+++ Texte proposé +++
Dans le cadre de l’émission « Le téléphone sonne » sur France Inter, David Pujadas (France 2), Jean-Marie Charon, Bertrand Vannier (France Inter) et Edwy Plenel (Le Monde) réagissent au traitement du conflit par les médias. Interrogé par un auditeur, Frédéric, sur l’utilisation, partisane, par les journalistes du nom de « Tsahal » pour parler de l’armée israélienne, Bertrand Vannier répond :
« C’est un débat que nous avons eu à la rédaction de France Inter. Tsahal, je ne le savais pas, c’est un acronyme. Alors, je ne parle pas hébreu, cela veut dire TSva Hagana LéYisraël, l’armée de défense d’Israël. Nous avons eu ce débat et j’ai demandé aux journalistes de la rédaction de France Inter de ne plus prononcer le mot de " Tsahal " quand ils parlent de l’armée israélienne car il y a risque de confusion à partir du moment où les Israéliens donnent - ce qui était un acronyme, ils en ont fait une sorte de surnom, diminutif affectueux pour l’armée qui est centrale, essentielle à l’Etat d’Israël - et donc je préfère que sur France Inter nous n’utilisions plus le terme de Tsahal. » (souligné par nous)
Quand on l’accuse de partialité pro-palestinienne, Plenel, offusqué, réplique : « Nous avons écrit qu’Arafat ne voulait pas la paix. » C’est exact. Dans le cours de l’émission, Plenel, très critique de Sharon, précisera : « Tsahal a annoncé près de 150 morts sur Djenin. » Le Monde daté du 13 avril 2002 utilise deux fois le terme de « Tsahal » dans l’article de « une ». Page 2, un article est titré : « Tsahal admet que des centaines de personnes ont été tuées ou blessées. » L’utilisation de « Tsahal » est très habituelle dans ce quotidien et ailleurs.
+++
Énoncé 1
Transformez la liste ci-dessous en tableau JSON de chaînes de caractères, une chaîne par ligne, en omettant les lignes vides.
Énoncé 2
Prolongez le texte ci-dessus sur l'emploi du terme « Tsahal » par les médias, en reprenant après sa dernière phrase.
+++ Lignes de données +++
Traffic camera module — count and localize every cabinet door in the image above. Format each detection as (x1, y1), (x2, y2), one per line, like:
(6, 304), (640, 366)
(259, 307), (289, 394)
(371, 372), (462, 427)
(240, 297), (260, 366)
+++
Réponse 1
[
  "Traffic camera module — count and localize every cabinet door in the image above. Format each detection as (x1, y1), (x2, y2), one per line, like:",
  "(6, 304), (640, 366)",
  "(259, 307), (289, 394)",
  "(371, 372), (462, 427)",
  "(240, 297), (260, 366)"
]

Réponse 2
« Tsahal » donc, depuis plusieurs mois, se livre à des « représailles » et à des « ripostes », en réponse aux attentats-suicides. Vocabulaire de l’auto-défense qui explique, par le simple choix des mots, le « cycle de la violence » qui ne serait en rien imputable à la violence de l’occupation israélienne et à l’offensive du gouvernement d’Ariel Sharon visant, depuis le début, à enterrer les accords d’Oslo et à détruire l’Autorité paletinienne.
Les informations expéditives de la télévision usent et abusent de ce vocabulaire… et trouvent dans Le Monde une caution « de référence ». Ainsi, dans un article de « une », du 9 mars, on peut lire, repris de l’article que ’lon peut lire en page 2 : « Un cycle ininterrompu d’attentats et d’attaques palestiniennes et de représailles israéliennes - les plus brutales depuis septembre 2000- a fait plus de cent morts en quelques jours. » En revanche, se conformant ainsi à la réalité, Gilles Paris, dans un article du Monde daté du 13 mars 2002 écrit : « A quelques heures de l’arrivée de l’émissaire américain Anthony Zinni (...) Israël a poursuivi ses offensives militaires d’envergure contre les zones autonomes palestiniennes. » Des offensives qui, ainsi présentées, ne sont pas de pures actions de représailles.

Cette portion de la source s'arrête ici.